--- EXERCISE GOAL ---
Find all lines below containing the string "tree" and return them.

=== MATERIAL PROVIDED ===

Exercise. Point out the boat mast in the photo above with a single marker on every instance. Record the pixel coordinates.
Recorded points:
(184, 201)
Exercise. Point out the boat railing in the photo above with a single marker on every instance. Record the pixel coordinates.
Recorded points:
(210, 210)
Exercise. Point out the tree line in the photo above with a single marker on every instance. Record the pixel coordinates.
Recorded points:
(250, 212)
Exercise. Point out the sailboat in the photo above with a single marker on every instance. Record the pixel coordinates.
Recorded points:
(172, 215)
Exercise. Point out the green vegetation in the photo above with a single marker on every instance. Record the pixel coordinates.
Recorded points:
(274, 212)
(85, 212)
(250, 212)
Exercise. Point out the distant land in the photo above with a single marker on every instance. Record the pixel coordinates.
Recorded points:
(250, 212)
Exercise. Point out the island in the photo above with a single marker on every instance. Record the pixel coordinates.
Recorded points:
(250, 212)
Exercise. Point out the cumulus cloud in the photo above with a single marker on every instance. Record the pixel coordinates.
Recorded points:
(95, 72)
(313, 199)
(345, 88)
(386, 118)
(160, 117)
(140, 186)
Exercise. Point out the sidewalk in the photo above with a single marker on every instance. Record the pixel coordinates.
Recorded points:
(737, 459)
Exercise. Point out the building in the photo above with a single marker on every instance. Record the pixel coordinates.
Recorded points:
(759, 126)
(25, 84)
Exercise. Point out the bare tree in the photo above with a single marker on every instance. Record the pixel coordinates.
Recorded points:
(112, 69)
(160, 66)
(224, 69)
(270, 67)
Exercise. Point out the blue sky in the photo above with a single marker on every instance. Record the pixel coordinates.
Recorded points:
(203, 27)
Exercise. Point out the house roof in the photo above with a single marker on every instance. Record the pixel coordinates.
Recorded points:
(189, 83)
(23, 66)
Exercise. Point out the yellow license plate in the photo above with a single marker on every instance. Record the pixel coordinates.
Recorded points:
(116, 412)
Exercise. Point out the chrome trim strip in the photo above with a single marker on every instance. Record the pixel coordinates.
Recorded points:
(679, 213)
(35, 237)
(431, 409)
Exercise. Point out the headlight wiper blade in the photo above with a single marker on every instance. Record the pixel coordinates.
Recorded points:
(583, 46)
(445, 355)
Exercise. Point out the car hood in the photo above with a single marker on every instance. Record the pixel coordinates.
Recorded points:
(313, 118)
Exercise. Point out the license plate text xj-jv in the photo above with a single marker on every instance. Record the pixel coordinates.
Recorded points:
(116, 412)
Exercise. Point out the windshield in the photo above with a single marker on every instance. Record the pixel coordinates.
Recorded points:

===

--- ANSWER BOX ---
Exercise. Point out the tree line in the photo above with a single marker on every instance. Record the pixel coordinates.
Exercise. Point out the bare tree in the photo above with a single marker on every instance. Record the pixel coordinates.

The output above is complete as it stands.